**Prompt**
Collect every line below that contains the word "blue".

..............................

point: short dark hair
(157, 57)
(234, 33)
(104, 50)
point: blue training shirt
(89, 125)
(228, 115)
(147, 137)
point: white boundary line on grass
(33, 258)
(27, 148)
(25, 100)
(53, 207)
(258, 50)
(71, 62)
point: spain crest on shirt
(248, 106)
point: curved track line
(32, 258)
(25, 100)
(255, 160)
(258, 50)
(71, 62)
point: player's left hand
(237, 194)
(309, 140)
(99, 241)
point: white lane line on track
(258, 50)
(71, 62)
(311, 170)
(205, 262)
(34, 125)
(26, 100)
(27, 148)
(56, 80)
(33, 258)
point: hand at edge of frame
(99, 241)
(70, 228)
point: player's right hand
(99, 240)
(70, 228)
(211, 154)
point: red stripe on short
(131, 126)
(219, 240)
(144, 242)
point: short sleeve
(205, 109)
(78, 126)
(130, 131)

..............................

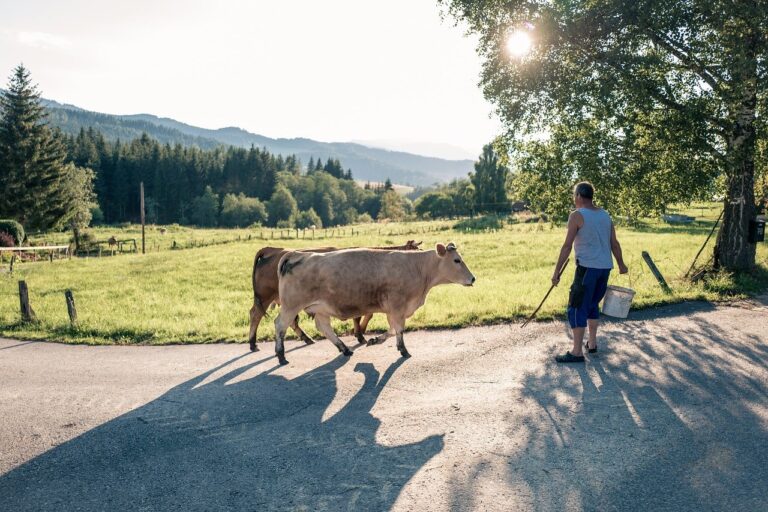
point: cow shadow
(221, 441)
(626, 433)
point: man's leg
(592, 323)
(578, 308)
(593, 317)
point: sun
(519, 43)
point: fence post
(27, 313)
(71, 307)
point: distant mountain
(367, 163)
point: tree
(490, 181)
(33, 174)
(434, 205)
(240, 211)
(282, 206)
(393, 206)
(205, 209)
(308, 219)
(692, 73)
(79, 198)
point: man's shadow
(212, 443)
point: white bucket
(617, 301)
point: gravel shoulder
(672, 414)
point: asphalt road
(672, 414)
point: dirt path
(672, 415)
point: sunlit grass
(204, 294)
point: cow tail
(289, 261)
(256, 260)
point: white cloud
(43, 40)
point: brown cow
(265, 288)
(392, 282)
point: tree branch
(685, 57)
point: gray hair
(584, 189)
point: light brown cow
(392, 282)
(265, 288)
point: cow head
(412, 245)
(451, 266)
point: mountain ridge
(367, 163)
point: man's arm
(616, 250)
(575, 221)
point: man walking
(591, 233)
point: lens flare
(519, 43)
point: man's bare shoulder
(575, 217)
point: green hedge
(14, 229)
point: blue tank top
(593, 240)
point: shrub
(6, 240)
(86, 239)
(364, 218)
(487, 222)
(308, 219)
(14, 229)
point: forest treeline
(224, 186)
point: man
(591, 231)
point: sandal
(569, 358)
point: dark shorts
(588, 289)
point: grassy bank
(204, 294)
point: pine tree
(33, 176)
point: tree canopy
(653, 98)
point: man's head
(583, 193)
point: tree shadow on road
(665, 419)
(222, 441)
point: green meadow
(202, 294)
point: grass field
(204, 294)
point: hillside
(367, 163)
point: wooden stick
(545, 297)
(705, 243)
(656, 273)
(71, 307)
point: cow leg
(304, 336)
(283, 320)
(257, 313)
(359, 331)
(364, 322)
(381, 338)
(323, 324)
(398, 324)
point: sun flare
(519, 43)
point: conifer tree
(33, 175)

..............................

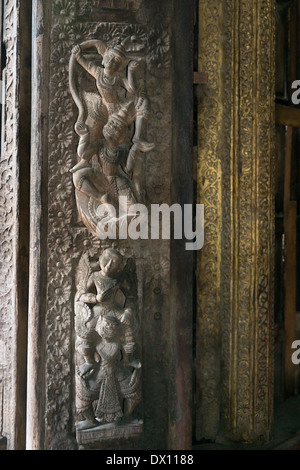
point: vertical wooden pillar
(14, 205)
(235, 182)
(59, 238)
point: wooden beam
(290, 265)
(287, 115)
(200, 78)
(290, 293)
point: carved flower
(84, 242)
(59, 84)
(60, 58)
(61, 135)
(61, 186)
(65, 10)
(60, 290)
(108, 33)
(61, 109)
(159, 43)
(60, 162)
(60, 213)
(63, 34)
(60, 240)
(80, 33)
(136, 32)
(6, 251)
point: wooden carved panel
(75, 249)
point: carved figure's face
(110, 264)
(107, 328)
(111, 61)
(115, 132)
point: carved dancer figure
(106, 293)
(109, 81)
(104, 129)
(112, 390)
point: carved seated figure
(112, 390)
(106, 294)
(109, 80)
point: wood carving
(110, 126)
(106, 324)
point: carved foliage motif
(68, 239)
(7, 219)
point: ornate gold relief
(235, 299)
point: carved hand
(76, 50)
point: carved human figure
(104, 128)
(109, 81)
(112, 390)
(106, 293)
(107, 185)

..............................

**Exercise answer**
point: blue training shirt
point: blue tank top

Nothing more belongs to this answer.